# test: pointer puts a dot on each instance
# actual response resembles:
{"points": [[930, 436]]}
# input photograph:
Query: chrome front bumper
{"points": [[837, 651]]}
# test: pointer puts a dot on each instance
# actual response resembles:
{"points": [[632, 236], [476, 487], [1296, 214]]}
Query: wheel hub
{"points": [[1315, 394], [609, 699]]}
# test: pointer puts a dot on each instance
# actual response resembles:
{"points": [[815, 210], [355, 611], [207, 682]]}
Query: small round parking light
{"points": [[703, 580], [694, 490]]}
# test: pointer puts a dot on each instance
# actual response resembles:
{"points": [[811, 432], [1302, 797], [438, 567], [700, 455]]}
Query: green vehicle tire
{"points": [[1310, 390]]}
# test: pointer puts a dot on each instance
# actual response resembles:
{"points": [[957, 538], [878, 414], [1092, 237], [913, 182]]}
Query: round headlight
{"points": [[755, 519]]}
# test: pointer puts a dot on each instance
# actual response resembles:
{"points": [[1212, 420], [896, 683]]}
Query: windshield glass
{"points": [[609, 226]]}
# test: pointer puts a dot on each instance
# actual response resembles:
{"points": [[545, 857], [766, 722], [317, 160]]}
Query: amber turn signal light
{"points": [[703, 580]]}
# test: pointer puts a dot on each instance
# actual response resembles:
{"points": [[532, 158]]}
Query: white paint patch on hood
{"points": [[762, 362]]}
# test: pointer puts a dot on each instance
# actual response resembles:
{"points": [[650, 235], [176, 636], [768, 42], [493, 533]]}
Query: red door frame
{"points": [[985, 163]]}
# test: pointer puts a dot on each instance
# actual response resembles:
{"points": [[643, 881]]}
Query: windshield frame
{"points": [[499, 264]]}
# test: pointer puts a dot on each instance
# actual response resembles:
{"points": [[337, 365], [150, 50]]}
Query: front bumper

..............................

- TASK BRIEF -
Return the entries in full, keeping every line exactly as it is.

- RESULT OF THE EXERCISE -
# test: pointer puts a dot on each instance
# actual response resembles:
{"points": [[930, 436]]}
# input photograph:
Query: chrome front bumper
{"points": [[837, 651]]}
# test: pointer puts a dot on each instance
# actual response resembles:
{"points": [[632, 236], [476, 487], [1296, 214]]}
Query: wheel hub
{"points": [[1315, 394], [609, 699]]}
# test: pointer puts a dot on each instance
# actual response resembles:
{"points": [[815, 210], [355, 611], [207, 682]]}
Query: small round parking light
{"points": [[703, 580], [694, 490]]}
# test: pointer puts a dot on each instance
# actual response resembles:
{"points": [[811, 432], [1302, 797], [438, 567], [700, 455]]}
Query: green vehicle tire
{"points": [[1310, 390]]}
# test: pointer puts a dot on each instance
# actual response resembles:
{"points": [[957, 538], [878, 414], [1092, 237], [913, 182]]}
Query: round headlight
{"points": [[755, 519]]}
# test: pointer puts a dot on each instance
# actual response resembles:
{"points": [[1212, 420], [896, 683]]}
Query: windshield glass
{"points": [[609, 226]]}
# test: pointer puts a dot on each instance
# actual response resembles:
{"points": [[545, 857], [766, 722], [317, 160]]}
Query: amber turn signal light
{"points": [[703, 580]]}
# test: pointer puts a dot on each instance
# actual response resembles:
{"points": [[532, 158]]}
Query: white paint patch on hood
{"points": [[762, 362]]}
# test: pointer puts a dot on each instance
# actual response resembles:
{"points": [[650, 235], [176, 636], [768, 42], [493, 533]]}
Query: red door frame
{"points": [[985, 163]]}
# test: pointer puts a dot on each instance
# actual response resembles:
{"points": [[643, 881]]}
Query: windshield frame
{"points": [[499, 264]]}
# test: pointer puts a dot on each instance
# actual response resembles:
{"points": [[337, 365], [150, 50]]}
Query: front bumper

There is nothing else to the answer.